§ About this exercise: The answer must be every line of the records in which the string "white" appears.

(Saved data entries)

----------------

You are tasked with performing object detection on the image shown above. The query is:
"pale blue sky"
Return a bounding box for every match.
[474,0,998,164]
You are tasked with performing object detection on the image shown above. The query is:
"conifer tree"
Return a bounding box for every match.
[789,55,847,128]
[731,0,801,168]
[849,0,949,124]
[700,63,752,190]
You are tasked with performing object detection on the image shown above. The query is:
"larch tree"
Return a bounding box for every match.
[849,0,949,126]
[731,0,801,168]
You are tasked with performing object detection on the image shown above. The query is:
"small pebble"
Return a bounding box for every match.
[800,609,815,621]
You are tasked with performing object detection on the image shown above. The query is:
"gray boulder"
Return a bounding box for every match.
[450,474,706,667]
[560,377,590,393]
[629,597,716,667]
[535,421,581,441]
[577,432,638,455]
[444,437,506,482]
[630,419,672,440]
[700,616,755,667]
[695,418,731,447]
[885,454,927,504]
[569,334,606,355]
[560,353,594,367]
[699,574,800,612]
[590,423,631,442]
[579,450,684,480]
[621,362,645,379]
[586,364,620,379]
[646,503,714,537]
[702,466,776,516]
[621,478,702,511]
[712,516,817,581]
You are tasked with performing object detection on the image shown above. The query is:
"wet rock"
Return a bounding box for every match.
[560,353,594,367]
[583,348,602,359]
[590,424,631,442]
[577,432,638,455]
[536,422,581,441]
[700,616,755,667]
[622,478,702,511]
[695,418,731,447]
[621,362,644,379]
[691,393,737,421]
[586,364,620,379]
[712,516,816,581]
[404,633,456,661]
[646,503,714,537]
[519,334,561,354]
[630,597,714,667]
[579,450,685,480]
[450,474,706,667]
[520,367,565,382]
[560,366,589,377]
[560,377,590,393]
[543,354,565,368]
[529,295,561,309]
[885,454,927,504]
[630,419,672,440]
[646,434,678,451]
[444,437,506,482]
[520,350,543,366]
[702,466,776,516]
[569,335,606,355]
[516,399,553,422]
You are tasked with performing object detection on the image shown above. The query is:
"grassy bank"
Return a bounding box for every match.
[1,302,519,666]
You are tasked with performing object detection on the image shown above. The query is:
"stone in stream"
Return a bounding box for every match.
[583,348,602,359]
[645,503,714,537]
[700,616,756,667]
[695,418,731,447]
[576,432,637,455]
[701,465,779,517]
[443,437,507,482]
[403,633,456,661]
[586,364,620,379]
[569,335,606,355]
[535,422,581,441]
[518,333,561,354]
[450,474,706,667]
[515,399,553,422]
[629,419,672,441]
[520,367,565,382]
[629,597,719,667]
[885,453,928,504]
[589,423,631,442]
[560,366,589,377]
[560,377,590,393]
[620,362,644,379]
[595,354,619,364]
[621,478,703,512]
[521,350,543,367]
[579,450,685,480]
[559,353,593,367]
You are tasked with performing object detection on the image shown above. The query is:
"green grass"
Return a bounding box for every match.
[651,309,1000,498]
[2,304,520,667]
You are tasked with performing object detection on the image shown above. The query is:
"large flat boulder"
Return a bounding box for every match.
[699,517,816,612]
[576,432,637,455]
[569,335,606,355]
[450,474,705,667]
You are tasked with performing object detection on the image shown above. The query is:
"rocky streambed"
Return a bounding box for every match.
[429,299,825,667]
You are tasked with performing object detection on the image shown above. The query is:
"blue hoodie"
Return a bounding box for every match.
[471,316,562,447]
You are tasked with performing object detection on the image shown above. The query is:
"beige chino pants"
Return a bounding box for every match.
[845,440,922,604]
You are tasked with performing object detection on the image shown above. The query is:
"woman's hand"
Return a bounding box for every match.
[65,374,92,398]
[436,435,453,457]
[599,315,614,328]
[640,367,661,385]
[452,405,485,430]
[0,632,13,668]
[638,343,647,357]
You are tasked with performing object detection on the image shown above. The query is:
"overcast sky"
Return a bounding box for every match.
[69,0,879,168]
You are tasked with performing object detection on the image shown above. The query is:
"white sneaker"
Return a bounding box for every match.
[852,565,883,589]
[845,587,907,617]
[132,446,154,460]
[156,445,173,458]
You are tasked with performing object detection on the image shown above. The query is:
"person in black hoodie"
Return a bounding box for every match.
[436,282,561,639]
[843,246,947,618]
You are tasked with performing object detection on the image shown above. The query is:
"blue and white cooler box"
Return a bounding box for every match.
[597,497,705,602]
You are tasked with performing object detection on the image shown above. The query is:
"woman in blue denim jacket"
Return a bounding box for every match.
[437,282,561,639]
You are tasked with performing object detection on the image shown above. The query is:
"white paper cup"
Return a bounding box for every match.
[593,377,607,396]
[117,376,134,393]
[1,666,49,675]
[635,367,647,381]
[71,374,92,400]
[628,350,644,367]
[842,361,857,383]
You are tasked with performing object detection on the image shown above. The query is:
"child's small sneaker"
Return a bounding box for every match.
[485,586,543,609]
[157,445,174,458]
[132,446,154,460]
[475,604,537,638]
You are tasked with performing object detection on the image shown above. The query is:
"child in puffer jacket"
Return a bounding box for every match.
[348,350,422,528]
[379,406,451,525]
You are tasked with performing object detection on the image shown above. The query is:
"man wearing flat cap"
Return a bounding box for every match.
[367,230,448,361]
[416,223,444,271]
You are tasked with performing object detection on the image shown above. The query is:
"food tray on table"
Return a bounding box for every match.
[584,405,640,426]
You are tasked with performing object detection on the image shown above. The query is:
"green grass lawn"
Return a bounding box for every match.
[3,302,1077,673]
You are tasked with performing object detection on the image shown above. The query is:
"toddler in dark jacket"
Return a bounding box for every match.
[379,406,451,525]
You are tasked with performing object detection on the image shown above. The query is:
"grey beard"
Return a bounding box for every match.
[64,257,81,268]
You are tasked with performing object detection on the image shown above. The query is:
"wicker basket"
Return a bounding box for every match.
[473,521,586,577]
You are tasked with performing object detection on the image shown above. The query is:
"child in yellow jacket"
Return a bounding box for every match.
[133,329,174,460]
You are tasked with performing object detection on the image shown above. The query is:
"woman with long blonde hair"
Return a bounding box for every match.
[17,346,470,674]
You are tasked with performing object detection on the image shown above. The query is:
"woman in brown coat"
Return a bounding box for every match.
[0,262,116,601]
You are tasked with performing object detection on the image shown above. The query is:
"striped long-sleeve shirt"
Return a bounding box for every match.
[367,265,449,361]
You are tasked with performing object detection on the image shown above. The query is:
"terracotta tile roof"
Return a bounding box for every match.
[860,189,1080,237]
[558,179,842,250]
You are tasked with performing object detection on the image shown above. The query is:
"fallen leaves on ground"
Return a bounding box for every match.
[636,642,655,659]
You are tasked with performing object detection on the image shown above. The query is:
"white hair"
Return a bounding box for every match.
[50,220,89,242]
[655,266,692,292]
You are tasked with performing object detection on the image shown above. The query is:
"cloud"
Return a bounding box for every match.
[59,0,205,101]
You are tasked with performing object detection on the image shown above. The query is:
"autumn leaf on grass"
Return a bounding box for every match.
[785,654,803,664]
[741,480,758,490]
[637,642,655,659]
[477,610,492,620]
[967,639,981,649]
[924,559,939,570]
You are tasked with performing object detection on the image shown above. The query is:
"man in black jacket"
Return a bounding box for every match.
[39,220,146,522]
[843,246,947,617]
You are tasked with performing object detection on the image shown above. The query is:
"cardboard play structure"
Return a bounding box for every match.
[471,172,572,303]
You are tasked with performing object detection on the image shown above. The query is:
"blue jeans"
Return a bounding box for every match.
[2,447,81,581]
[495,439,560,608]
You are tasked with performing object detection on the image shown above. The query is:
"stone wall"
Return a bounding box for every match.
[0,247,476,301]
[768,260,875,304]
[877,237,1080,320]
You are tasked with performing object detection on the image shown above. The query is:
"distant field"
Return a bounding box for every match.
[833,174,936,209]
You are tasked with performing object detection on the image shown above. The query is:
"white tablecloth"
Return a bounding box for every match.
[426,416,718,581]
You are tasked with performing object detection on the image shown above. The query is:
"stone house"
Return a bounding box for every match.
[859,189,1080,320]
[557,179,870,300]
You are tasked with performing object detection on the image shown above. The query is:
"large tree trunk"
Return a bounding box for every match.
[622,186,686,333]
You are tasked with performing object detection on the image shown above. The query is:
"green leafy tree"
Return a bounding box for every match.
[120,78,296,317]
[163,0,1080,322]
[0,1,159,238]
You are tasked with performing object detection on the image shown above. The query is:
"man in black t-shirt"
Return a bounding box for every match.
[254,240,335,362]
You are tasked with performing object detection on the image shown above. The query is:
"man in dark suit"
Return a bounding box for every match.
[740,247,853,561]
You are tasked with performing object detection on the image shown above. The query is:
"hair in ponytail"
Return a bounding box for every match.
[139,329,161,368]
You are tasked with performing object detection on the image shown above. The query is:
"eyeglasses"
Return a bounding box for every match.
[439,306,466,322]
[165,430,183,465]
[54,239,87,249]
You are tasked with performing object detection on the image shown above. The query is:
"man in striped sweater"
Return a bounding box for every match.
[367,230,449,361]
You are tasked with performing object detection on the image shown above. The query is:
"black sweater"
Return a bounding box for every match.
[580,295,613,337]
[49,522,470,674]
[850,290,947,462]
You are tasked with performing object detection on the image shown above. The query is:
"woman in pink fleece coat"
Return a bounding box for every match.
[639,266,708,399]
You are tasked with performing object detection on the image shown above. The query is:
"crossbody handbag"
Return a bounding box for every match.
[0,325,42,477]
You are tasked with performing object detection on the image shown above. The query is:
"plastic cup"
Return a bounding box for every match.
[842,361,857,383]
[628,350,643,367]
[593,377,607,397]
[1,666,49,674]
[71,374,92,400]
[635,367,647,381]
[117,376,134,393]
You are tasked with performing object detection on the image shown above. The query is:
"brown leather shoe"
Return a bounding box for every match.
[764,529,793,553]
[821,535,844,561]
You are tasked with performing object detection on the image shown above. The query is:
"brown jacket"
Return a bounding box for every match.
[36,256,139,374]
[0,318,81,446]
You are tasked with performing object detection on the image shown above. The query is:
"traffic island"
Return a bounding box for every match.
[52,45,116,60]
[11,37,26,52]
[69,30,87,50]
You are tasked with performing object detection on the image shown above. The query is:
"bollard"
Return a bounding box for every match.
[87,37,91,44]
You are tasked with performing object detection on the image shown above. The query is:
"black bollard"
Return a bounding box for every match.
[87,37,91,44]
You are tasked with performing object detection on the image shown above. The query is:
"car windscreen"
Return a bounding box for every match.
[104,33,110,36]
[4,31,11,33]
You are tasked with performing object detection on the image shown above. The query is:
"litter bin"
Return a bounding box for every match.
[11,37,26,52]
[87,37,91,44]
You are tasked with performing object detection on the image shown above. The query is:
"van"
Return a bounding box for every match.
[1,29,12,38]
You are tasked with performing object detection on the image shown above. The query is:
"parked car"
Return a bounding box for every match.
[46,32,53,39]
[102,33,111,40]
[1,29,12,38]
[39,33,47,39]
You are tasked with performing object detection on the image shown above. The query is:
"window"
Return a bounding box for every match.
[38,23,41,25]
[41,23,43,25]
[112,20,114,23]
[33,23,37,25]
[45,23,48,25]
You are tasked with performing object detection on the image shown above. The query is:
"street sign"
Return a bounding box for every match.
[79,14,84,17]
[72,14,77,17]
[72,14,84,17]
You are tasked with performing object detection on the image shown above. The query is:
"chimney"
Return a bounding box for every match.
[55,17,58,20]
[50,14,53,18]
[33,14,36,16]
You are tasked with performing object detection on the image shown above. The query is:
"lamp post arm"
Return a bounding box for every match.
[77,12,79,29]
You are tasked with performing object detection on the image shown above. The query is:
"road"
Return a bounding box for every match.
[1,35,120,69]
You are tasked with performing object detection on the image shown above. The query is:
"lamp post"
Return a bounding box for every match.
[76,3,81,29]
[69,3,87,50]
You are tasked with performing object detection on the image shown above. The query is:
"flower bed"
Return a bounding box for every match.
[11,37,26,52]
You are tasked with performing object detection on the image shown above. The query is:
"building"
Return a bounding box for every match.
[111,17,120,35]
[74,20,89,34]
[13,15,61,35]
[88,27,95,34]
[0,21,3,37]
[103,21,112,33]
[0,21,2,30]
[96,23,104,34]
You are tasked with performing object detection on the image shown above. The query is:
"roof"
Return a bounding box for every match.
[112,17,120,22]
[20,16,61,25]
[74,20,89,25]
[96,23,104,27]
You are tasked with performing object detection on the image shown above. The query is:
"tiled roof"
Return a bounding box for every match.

----------------

§ Answer to this problem:
"white sneaker"
"blue and white cooler box"
"white paper cup"
"white hair"
"white tablecloth"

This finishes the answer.